Start of DATA UNDER STUDY
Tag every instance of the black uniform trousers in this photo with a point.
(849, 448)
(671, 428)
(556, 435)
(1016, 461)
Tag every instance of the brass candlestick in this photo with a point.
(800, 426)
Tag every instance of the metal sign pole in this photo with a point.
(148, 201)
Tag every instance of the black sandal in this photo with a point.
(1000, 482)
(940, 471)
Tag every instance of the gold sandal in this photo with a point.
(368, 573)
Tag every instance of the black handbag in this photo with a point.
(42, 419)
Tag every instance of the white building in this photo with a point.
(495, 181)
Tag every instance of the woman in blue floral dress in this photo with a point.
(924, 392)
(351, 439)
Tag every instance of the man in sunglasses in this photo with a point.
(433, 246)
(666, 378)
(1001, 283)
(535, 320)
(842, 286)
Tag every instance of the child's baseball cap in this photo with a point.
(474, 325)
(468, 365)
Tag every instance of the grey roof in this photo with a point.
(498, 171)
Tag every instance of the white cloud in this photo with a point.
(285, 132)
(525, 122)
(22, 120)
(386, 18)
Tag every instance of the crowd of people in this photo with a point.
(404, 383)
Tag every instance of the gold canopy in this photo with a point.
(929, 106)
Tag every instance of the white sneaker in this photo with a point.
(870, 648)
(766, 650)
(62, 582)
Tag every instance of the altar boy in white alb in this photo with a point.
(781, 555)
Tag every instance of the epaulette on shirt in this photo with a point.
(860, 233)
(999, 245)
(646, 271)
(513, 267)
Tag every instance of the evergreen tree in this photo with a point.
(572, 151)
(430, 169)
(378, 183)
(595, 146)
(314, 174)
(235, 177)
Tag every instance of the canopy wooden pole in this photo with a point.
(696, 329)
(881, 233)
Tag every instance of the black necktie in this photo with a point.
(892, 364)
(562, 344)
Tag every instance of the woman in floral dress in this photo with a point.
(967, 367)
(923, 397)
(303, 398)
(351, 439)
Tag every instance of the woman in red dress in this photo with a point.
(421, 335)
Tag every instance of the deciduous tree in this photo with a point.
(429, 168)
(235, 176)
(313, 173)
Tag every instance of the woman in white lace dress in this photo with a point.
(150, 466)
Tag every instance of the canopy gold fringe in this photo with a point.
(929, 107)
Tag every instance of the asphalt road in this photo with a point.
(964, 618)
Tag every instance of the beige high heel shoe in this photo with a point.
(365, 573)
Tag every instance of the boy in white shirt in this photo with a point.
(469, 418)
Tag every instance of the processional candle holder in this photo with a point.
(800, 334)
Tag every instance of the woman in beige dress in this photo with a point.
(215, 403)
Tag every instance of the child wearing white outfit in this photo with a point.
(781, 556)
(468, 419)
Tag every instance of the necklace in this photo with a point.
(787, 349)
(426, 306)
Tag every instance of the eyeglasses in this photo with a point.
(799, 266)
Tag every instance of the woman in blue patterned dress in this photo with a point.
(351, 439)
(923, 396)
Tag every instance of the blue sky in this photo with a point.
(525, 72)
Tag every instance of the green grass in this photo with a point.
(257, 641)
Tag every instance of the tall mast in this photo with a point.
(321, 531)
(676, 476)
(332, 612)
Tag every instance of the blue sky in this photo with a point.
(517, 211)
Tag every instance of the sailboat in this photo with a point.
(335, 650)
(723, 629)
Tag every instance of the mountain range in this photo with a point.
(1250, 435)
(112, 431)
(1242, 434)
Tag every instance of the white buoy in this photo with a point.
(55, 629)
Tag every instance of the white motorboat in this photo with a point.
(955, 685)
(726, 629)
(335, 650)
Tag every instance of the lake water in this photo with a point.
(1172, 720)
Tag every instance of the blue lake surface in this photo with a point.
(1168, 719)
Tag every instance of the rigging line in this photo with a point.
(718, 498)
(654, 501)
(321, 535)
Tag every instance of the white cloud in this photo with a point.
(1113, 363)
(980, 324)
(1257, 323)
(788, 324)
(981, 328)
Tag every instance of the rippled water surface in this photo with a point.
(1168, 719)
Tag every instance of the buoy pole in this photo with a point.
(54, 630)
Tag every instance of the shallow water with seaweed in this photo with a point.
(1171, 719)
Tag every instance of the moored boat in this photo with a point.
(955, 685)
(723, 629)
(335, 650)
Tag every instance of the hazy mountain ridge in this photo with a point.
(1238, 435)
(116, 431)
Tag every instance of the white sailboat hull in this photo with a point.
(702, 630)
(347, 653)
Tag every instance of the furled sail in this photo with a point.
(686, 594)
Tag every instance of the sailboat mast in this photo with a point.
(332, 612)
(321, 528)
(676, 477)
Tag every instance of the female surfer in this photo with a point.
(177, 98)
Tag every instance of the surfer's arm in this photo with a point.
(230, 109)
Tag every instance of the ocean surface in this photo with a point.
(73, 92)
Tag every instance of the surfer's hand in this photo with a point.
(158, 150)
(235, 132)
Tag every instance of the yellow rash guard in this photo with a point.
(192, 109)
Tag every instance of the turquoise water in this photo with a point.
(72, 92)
End of DATA UNDER STUDY
__EXERCISE INSTRUCTIONS__. A reply that repeats all the data exactly is required.

__EXERCISE SOLUTION__.
Tag every instance of the black uniform trousers in this photo with a point.
(849, 448)
(671, 428)
(556, 435)
(1016, 461)
Tag every instance of the brass candlestick in this photo with a point.
(800, 426)
Tag every instance of the metal sign pole in this photo with a point.
(148, 201)
Tag every instance of the black sandal in this photo with a point.
(1000, 482)
(940, 471)
Tag every instance of the gold sandal in this photo with a point.
(368, 573)
Tag every instance of the black handbag in this photo with a point.
(42, 419)
Tag every instance of the white building in this photo with a point.
(495, 181)
Tag every instance of the woman in blue floral dress in this photo with a point.
(924, 392)
(351, 439)
Tag every instance of the man in sunglasses in this photo with a point.
(433, 246)
(666, 378)
(1001, 283)
(535, 320)
(842, 286)
Tag every instance of the child's baseball cap in this photo with a point.
(474, 325)
(468, 365)
Tag every instance of the grey roof in this photo with a point.
(498, 171)
Tag every instance of the white cloud in this photo with a point.
(285, 132)
(525, 122)
(22, 120)
(386, 18)
Tag every instance of the crowd of people in this photo with a point.
(404, 383)
Tag every instance of the gold canopy in this photo with a point.
(929, 106)
Tag every instance of the white sneaker in this photo with a point.
(870, 648)
(766, 650)
(62, 582)
Tag every instance of the altar boy in white alb in this photo with a point.
(781, 555)
Tag every instance of the epaulette on shirt in this photo with a point.
(860, 233)
(999, 245)
(646, 271)
(513, 267)
Tag every instance of the evergreen tree in this photo with a point.
(572, 151)
(430, 169)
(378, 183)
(595, 146)
(314, 174)
(235, 177)
Tag every instance of the canopy wooden pole in this photo with a point.
(696, 329)
(881, 233)
Tag every instance of the black necktie in this photo with a point.
(892, 364)
(562, 344)
Tag every instance of the woman in floral dress in this photo with a point.
(967, 367)
(923, 397)
(303, 398)
(351, 439)
Tag every instance of the woman in red dress in this photo with a point.
(421, 335)
Tag every instance of the deciduous tree in this photo with a point.
(429, 168)
(235, 176)
(313, 173)
Tag every instance of the woman in white lace dress in this photo with a point.
(150, 466)
Tag every instance of the canopy gold fringe in this photo with a point.
(929, 107)
Tag every instance of the asphalt road in this photo with a point.
(964, 618)
Tag every instance of the beige high heel shoe in this photo with a point.
(365, 573)
Tag every instance of the boy in white shirt in this photo with a point.
(469, 418)
Tag every instance of the processional candle holder in this photo with a point.
(800, 334)
Tag every instance of the woman in beige dress in this photo with a point.
(215, 403)
Tag every instance of the child wearing white outfit in this photo with a point.
(781, 556)
(468, 419)
Tag every instance of the necklace in this photo with a point.
(787, 349)
(426, 306)
Tag every instance of the eyeglasses in this photo with a point.
(799, 266)
Tag every instance of the woman in blue patterned dress in this photo with a point.
(351, 439)
(923, 396)
Tag every instance of the blue sky in this photo with a point.
(525, 72)
Tag every instance of the green grass in this photo with a point.
(257, 641)
Tag every instance of the tall mast in this photo with a point.
(321, 531)
(676, 476)
(332, 612)
Tag every instance of the blue sky in this photo with a point.
(517, 211)
Tag every instance of the sailboat in this photo with a point.
(335, 650)
(723, 629)
Tag every instance of the mountain range in this photo with a point.
(1250, 435)
(112, 431)
(1242, 434)
Tag every instance of the white buoy in this photo with a point.
(55, 629)
Tag every instance of the white motorboat in this photo with a point.
(955, 685)
(726, 629)
(335, 650)
Tag every instance of the lake water in this photo with a point.
(1172, 720)
Tag every instance of the blue lake surface in this photo with a point.
(1168, 719)
Tag every instance of the rigging line in this photo with a point.
(718, 498)
(654, 501)
(321, 535)
Tag every instance of the white cloud in this photo with a point.
(1113, 363)
(980, 324)
(1257, 323)
(788, 324)
(981, 328)
Tag every instance of the rippled water surface in this photo with a point.
(1168, 719)
Tag every instance of the buoy pole in this photo with a point.
(54, 630)
Tag every instance of the shallow water with seaweed in this photo with a point.
(1171, 719)
Tag every instance of the moored boat in this photo with a point.
(955, 685)
(723, 629)
(335, 650)
Tag every instance of the hazy mountain ridge in this photo with a point.
(1238, 435)
(116, 431)
Tag every instance of the white sailboat hull in this photo with a point.
(702, 630)
(347, 653)
Tag every instance of the furled sail in this photo with a point.
(686, 594)
Tag every instance of the sailboat mast in this photo with a point.
(332, 612)
(321, 528)
(676, 477)
Tag every instance of the female surfer in this photo with a point.
(177, 98)
Tag every instance of the surfer's arm in this photo with a point.
(230, 109)
Tag every instance of the ocean surface in this photo with a point.
(73, 92)
Tag every instance of the surfer's hand in this photo with a point.
(158, 150)
(235, 132)
Tag every instance of the yellow rash guard in this photo with a point.
(192, 109)
Tag every instance of the turquoise water in this photo with a point.
(72, 92)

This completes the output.